WHAT THE TASK REQUIRES ->
Report each line of the entries below that contains the string "instance".

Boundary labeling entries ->
::::::::::
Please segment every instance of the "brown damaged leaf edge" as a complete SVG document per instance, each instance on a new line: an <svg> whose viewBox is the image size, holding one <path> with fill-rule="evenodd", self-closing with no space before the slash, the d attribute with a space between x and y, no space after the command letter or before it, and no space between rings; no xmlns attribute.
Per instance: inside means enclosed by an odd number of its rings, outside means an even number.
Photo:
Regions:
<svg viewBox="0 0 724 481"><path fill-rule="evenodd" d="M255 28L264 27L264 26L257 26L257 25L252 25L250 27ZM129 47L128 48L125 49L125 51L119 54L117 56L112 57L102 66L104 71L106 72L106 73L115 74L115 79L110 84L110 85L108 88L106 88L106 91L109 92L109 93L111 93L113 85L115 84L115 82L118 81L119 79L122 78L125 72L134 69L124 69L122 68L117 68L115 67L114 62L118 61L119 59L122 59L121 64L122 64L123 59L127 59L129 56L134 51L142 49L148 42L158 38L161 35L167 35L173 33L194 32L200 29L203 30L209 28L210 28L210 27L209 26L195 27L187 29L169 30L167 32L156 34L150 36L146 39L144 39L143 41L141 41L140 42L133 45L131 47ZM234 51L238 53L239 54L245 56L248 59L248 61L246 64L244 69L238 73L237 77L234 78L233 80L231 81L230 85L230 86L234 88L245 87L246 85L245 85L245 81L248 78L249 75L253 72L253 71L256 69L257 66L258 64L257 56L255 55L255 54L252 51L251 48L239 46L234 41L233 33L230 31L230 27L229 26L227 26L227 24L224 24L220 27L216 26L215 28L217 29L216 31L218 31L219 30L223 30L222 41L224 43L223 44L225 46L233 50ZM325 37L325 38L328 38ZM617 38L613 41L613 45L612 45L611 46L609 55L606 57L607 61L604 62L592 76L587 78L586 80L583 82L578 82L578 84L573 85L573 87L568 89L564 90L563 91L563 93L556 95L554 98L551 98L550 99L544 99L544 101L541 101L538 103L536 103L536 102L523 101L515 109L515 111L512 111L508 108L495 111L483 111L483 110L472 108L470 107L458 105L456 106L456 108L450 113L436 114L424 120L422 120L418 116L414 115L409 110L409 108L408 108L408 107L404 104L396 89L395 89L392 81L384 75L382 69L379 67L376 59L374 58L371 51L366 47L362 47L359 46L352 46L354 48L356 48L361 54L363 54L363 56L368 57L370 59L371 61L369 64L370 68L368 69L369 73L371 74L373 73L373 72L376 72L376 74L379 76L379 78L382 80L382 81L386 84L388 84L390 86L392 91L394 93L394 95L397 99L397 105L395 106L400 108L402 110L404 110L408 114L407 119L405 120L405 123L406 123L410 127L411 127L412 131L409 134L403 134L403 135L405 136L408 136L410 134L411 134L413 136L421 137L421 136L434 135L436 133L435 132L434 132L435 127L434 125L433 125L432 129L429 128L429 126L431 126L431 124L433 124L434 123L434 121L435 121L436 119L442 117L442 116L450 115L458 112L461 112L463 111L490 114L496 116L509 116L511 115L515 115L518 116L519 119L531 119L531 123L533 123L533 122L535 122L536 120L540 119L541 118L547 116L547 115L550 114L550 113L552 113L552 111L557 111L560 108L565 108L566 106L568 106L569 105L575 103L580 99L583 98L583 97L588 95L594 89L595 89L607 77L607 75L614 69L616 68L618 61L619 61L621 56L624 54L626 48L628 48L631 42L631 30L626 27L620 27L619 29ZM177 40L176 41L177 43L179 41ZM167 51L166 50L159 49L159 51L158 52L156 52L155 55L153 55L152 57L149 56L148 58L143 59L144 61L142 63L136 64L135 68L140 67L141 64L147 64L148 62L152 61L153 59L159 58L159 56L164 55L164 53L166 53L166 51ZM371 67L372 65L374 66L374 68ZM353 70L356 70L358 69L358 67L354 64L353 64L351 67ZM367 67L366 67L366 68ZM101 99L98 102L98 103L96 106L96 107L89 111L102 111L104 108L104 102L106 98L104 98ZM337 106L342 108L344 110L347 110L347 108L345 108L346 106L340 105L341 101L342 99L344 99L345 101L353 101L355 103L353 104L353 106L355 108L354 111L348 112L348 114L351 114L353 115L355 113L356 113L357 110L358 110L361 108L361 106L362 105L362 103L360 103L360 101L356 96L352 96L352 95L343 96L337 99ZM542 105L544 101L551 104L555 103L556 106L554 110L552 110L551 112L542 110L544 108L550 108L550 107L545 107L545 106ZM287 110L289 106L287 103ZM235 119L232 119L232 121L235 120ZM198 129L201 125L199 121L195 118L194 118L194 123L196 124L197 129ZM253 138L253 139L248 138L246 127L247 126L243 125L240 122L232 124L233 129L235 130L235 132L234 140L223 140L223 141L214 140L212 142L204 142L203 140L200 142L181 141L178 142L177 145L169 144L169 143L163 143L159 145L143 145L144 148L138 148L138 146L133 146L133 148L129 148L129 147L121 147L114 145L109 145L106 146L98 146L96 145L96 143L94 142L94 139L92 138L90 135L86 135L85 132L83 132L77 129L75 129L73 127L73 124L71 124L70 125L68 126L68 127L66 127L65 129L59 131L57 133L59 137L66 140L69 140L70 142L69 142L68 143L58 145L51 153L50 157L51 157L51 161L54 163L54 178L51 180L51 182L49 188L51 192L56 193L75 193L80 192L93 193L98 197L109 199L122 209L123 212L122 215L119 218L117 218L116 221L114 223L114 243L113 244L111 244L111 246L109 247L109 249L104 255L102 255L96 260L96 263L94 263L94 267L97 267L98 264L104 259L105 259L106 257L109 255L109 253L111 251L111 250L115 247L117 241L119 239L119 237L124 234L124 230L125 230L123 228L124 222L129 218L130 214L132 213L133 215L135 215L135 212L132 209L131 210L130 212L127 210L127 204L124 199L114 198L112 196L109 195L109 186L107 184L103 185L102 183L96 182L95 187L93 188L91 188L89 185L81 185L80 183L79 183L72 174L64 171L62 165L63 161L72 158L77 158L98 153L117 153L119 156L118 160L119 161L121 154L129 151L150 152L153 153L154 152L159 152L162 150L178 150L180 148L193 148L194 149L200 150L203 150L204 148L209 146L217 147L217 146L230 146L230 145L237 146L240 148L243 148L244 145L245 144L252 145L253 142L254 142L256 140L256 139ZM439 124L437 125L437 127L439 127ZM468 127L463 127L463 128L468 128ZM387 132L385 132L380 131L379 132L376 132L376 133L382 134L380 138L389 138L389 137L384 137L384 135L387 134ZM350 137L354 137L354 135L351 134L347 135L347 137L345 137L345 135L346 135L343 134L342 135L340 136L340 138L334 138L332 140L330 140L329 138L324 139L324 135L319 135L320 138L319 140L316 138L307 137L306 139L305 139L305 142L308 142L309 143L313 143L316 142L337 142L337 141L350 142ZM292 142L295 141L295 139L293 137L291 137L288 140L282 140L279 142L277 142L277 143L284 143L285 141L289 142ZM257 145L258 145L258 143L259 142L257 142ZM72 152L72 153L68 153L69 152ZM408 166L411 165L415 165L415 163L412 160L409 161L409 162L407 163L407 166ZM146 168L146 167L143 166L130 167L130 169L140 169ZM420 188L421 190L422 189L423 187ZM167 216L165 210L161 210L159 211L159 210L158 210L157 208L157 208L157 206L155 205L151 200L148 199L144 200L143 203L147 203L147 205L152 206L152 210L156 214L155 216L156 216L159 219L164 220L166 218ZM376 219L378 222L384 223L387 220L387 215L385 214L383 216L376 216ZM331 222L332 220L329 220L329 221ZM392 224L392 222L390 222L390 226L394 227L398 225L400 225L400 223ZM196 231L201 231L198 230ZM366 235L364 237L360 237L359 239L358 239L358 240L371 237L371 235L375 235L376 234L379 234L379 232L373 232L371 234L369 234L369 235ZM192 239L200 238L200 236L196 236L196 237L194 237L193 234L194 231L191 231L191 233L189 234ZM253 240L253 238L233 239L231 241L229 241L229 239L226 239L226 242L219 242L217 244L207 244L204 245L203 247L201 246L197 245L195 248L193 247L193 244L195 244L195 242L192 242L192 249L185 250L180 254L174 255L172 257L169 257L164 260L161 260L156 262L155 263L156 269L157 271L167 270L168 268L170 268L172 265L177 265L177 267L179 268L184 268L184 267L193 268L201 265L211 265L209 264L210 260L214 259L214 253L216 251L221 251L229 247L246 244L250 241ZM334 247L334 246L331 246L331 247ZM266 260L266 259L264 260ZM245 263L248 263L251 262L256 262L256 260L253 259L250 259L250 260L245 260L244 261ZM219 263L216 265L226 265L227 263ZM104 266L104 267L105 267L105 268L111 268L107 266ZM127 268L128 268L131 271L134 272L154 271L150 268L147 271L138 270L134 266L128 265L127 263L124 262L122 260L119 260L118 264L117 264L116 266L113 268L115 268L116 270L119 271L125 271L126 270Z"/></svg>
::::::::::
WRITTEN ANSWER ->
Please segment every instance of the "brown damaged leaf edge" as a complete SVG document per instance, each instance on a new line: an <svg> whose viewBox is the image size, holding one <path> with fill-rule="evenodd", self-closing with no space before the slash, the d attribute with a space between x and y, no space after the command letter or before it, and no space between rings; no xmlns attribute.
Per instance: inside means enclosed by an odd number of its rings, outside means an even number.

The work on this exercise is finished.